• [Consigne 1]:
Répondez à ces questions sur le texte sur la fièvre au retour d'un pays impaludé :
(a) Quel âge a le patient ?
(b) Quelle température le patient signale-t-il ?
(c) Quelle tension artérielle est relevée à l'examen clinique ?
• [Consigne 2]:
Indiquez si chaque affirmation concorde avec le texte sur la fièvre au retour d'un pays impaludé. Répondez par oui ou non et citez les mots du texte qui le montrent.
(a) Le patient consultait le Dr A. pour la première fois.
(b) Le patient avait de la fièvre lors de l'examen clinique.
(c) Le patient a indiqué venir d'une zone de fièvre Ebola.
• [Consigne 3]:
Donnez la suite du texte sur la fièvre au retour d'un pays impaludé, à partir de sa dernière phrase.

• [Texte support]:

==================================================

Toute fièvre présentée par un sujet revenant d'un pays impaludé doit être considérée comme un accès palustre, jusqu'à preuve du contraire, et déclencher la réalisation des examens nécessaires à sa confirmation. En effet, tout retard de diagnostic et donc de traitement peut entraîner l'évolution d'un accès palustre bénin vers la gravité.
Ce cas clinique d'un homme de 57 ans, de retour d'un long séjour en Afrique de l'Ouest, l'illustre bien.
Le mercredi 12 novembre 2014, un homme de 57 ans consulte un médecin généraliste le Dr A., une semaine après être revenu d’un pays d’Afrique de l’Ouest où il travaille depuis 10 ans. Il s’agit de sa première consultation auprès de ce médecin. Il se plaint d’une fièvre à 38,5°C et de vomissements, et signale qu'il revient d’Afrique de l’Ouest mais ne rapporte pas d'antécédents médico-chirurgicaux particuliers.
A l'examen clinique, le patient est en bon état général, apyrétique avec une tension artérielle à 120/80 mmHg et un abdomen souple.
Le patient répond négativement à la question du Dr A. pour savoir si le pays africain d’où il vient est une zone de fièvre Ebola.

==================================================

• [Données fournies]:
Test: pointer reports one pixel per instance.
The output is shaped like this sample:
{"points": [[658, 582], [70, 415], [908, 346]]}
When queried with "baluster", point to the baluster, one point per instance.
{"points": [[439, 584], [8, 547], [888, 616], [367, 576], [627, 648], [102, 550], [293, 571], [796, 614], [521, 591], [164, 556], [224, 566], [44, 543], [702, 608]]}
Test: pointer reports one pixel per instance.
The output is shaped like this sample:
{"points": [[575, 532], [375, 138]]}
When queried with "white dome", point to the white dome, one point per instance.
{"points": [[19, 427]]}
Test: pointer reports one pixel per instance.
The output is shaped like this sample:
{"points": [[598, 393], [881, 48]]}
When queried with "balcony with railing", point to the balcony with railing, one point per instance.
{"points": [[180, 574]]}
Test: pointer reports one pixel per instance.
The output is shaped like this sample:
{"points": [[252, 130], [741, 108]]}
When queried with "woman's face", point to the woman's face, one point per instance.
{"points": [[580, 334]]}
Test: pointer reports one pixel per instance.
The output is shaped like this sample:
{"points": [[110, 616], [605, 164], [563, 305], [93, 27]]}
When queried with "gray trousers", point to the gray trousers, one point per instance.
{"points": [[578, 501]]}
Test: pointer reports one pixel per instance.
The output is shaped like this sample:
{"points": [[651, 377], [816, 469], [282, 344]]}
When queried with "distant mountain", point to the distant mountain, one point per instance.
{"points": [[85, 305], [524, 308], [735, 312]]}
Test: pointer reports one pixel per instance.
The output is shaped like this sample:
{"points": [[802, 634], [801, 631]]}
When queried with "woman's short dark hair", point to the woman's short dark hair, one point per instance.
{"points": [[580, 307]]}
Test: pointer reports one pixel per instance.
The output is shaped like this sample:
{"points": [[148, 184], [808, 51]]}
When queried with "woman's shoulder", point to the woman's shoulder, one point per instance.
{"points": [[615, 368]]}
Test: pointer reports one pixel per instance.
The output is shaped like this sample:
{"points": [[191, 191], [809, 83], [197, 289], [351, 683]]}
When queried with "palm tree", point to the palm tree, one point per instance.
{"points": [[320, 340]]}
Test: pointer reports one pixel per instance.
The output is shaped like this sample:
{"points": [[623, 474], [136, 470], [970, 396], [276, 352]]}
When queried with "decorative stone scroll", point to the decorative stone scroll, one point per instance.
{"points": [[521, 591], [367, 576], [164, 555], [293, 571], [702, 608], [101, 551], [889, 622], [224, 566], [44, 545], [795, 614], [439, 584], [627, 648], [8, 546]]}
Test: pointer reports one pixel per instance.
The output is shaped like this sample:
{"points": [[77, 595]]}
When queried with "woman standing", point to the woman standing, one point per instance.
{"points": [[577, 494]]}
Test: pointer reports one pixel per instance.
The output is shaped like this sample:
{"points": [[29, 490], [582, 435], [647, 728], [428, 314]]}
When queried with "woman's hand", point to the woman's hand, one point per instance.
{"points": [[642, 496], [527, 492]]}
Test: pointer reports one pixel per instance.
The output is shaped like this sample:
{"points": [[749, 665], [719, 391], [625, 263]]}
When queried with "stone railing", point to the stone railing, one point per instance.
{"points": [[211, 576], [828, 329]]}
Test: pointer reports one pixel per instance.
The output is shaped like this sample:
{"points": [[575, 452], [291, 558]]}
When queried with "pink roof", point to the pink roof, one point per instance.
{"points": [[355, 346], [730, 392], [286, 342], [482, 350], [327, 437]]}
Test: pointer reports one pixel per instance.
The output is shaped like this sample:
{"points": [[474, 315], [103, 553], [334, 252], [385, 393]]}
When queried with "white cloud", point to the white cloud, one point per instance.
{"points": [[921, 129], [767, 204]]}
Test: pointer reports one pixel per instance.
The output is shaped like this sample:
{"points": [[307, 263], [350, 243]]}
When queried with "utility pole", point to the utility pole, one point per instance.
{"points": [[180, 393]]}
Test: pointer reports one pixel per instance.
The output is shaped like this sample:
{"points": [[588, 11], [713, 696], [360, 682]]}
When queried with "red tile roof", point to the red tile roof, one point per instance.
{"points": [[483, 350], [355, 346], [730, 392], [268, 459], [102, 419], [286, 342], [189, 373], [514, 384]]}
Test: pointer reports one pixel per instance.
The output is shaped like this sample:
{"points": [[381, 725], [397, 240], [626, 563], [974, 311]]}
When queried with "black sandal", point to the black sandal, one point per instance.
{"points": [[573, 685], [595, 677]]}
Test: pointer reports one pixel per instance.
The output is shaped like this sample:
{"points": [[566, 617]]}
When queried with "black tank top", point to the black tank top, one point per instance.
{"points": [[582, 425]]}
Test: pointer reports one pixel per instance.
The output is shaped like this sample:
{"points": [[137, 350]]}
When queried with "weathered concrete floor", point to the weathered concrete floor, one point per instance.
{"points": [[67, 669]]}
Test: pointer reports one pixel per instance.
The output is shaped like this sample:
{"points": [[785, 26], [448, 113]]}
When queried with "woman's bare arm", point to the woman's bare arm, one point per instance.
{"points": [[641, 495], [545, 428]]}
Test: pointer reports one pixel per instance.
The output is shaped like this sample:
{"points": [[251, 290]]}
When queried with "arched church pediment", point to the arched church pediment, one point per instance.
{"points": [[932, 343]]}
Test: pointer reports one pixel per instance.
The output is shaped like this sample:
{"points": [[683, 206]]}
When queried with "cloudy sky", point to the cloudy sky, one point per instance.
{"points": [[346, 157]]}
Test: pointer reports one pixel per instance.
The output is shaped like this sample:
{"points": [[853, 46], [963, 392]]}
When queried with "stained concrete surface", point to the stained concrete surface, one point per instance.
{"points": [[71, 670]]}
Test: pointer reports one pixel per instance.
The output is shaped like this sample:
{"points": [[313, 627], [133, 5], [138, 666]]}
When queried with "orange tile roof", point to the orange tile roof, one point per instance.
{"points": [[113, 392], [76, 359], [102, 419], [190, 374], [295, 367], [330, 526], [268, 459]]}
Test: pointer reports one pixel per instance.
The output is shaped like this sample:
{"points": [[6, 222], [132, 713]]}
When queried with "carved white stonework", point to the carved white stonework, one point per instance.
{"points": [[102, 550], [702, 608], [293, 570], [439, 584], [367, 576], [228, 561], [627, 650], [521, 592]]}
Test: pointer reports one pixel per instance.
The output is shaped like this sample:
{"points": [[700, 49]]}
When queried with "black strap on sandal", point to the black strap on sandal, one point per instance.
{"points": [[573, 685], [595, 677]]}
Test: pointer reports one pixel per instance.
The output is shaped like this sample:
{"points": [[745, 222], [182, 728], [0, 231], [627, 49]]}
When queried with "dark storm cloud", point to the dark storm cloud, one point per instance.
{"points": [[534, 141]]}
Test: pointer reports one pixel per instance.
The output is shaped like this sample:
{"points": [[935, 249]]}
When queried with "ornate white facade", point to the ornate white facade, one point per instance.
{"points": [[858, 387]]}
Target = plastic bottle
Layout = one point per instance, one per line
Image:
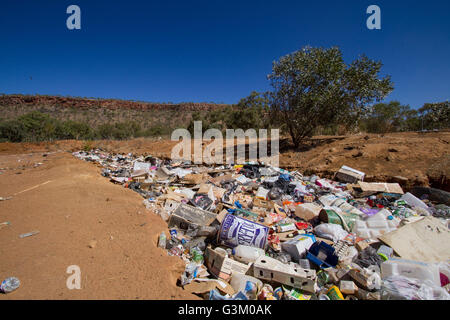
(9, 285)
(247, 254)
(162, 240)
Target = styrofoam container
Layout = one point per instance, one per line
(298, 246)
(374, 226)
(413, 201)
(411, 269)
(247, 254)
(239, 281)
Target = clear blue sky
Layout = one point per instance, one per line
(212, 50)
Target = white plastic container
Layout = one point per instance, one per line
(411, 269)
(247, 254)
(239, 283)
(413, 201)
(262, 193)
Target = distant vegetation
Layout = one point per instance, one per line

==================================================

• [Réponse 1]:
(a) 57 ans.
(b) 38,5°C.
(c) 120/80 mmHg.

• [Réponse 2]:
(a) Oui : « Il s’agit de sa première consultation auprès de ce médecin. »
(b) Non : « apyrétique »
(c) Non : « Le patient répond négativement à la question du Dr A. pour savoir si le pays africain d’où il vient est une zone de fièvre Ebola. »

• [Réponse 3]:
Le diagnostic retenu par le Dr A. est celui d'embarras gastrique. Il ne prescrit pas d'examens complémentaires et rédige une ordonnance de Dompéridone 10 mg, 1 à 3 par jour, en indiquant au patient qu'en l’absence d'amélioration, il reste à sa disposition pour le revoir.
Le vendredi 14 novembre, à la demande de son fils, le patient fait appel, en raison de la persistance des troubles digestifs et de la fièvre, à un médecin généraliste le Dr B., ami de la famille, qu’il avait déjà consulté avant son départ en Afrique et qui le revoit épisodiquement lors de ses séjours en France. Ce médecin connait les antécédents de crises de paludisme du patient.
Lors de la consultation, vers 9 h 30, le Dr B. évoque d’emblée le diagnostic de paludisme mais le patient lui dit que cet épisode ne se présente pas comme ceux qu'il avait faits dans les années précédentes.
A l'examen, il est noté : "pâleur, asthénie, dyspnée. PA à 110 mmHg".
Le diagnostic de paludisme est retenu et le Dr B. recommande au patient de se rendre aux Urgences du Centre hospitalier pour faire pratiquer les examens (frottis sanguins et goutte épaisse) nécessaires à la confirmation de ce diagnostic.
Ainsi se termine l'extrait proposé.